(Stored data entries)
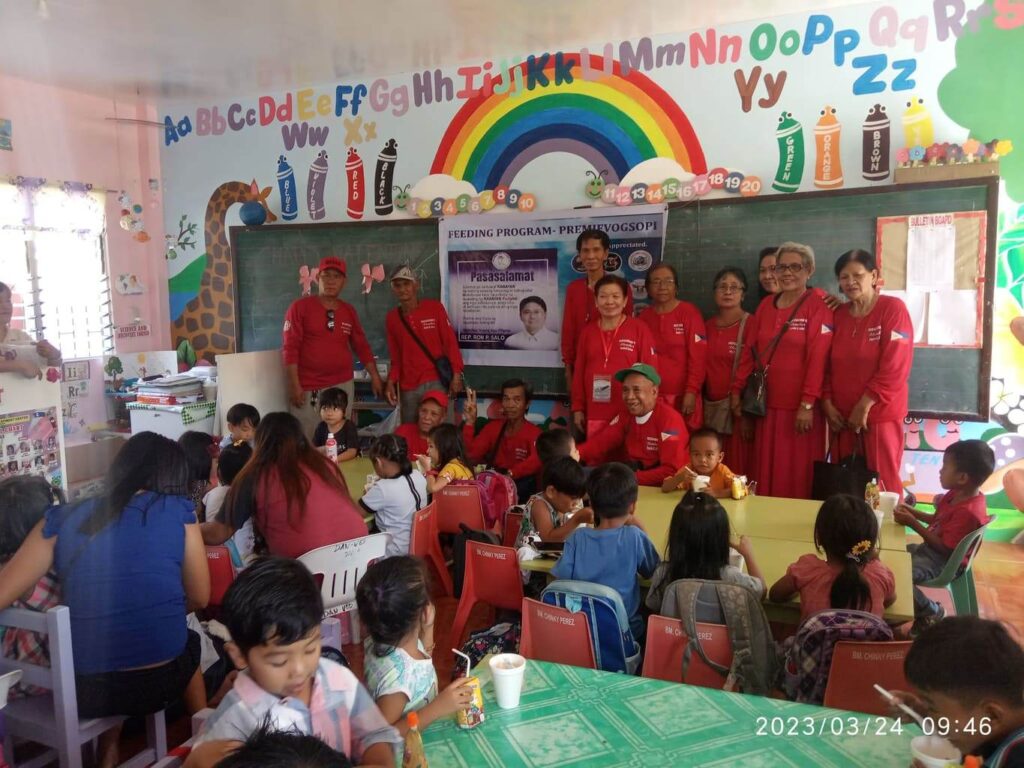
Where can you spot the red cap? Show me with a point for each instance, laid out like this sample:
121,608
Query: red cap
333,262
437,396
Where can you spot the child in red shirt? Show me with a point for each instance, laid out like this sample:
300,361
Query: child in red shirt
966,465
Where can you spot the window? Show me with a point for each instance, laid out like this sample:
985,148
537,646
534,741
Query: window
51,255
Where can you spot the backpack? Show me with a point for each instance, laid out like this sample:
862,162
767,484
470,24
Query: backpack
808,656
614,648
498,493
459,552
755,657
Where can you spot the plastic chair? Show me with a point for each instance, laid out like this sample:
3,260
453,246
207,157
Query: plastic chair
855,670
492,577
513,520
221,574
51,719
338,567
667,642
957,579
458,504
424,544
556,635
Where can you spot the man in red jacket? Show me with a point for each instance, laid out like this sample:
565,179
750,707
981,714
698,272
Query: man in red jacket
320,334
651,436
418,333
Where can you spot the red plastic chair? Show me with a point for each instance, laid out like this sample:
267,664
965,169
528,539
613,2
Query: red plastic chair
221,574
459,504
512,522
424,544
666,643
492,577
556,635
857,667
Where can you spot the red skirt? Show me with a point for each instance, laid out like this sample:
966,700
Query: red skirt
883,450
783,459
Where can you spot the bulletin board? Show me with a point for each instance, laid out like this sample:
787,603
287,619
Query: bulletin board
949,317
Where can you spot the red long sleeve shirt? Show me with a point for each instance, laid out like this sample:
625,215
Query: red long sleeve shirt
514,453
797,367
721,351
872,355
657,443
680,339
631,342
578,311
324,356
410,367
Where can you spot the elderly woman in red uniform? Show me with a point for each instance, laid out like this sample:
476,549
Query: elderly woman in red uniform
606,345
869,369
726,331
679,339
790,335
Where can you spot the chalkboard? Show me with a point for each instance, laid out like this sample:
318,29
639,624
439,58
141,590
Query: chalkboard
701,237
705,236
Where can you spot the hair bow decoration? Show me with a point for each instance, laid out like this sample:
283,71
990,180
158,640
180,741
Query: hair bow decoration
371,275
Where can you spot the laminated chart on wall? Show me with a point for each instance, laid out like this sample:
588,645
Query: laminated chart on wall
935,263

> Problem to work on
Images are to be skipped, and each line above is to be returned exactly.

> Solved problem
Where can you spot the red cap? Show me with a point for each instance, laid out like this sample:
121,608
Query: red cap
333,262
437,396
Where can you spot the child in red shirt? Show me with a point for each instance, laid out like this sample:
300,361
Query: child in red shirt
966,465
Where can you spot the window? Show me with a point for each instance, laid out like this sample:
985,148
537,646
534,741
Query: window
51,255
Where can you spot the backpack? Show me with a point for each instance, laid out like this sample:
862,162
767,484
470,24
Query: backpack
808,656
614,648
498,493
459,552
755,657
Where can you spot the plastic chair? Show me with a point for each instance, laid out like this sample:
3,260
453,246
207,157
Query: plastic chair
855,670
492,577
513,520
221,574
51,719
338,567
667,642
957,579
458,504
424,544
556,635
Where can you spot the man in red jacket? Show me with a point for each instance, laid out like this sample:
565,179
750,707
981,714
698,272
Query: man in red jacket
320,334
651,436
418,333
Where can you spot the red plastic chair? Show me with a point for each instance, laid out like this sample:
267,664
965,169
528,539
613,2
Query: red plastic chair
221,574
459,504
512,522
424,544
666,643
492,577
556,635
857,667
Where can you spot the red skirt? Show me with a point for each instance, laid out like this sample:
966,700
Query: red skirt
883,450
783,459
Where can you spot the bulletin board? Show me with a point for each instance, laid out like this sample:
787,603
287,619
Query: bulletin board
949,317
Where can you spot the red long sleeve shirt? Show me with a point for each instance, laid out like this sample:
625,215
Query: red long sleeve shirt
514,453
797,367
721,351
872,355
657,443
680,339
631,342
578,311
324,356
410,367
Where can you spot the elderly woman in red uniform? Show me with a point for each instance, laid out like this sample:
476,549
Query: elderly woman in red uniform
606,345
869,369
726,331
679,339
790,335
Where can you spot the chalkboard? Show me with a point for each instance, laid out like this sample:
318,29
639,624
439,58
141,590
Query: chalkboard
701,237
705,236
Where can you spot the hair bow decoration? Show me with a point for each instance, laid out like this sample:
283,71
990,180
158,640
180,741
Query: hair bow decoration
371,275
Where can you spot the laminated chart on wall? Show me with a point for each instance, laid out like this sample:
588,645
Query: laminated chart on wall
935,263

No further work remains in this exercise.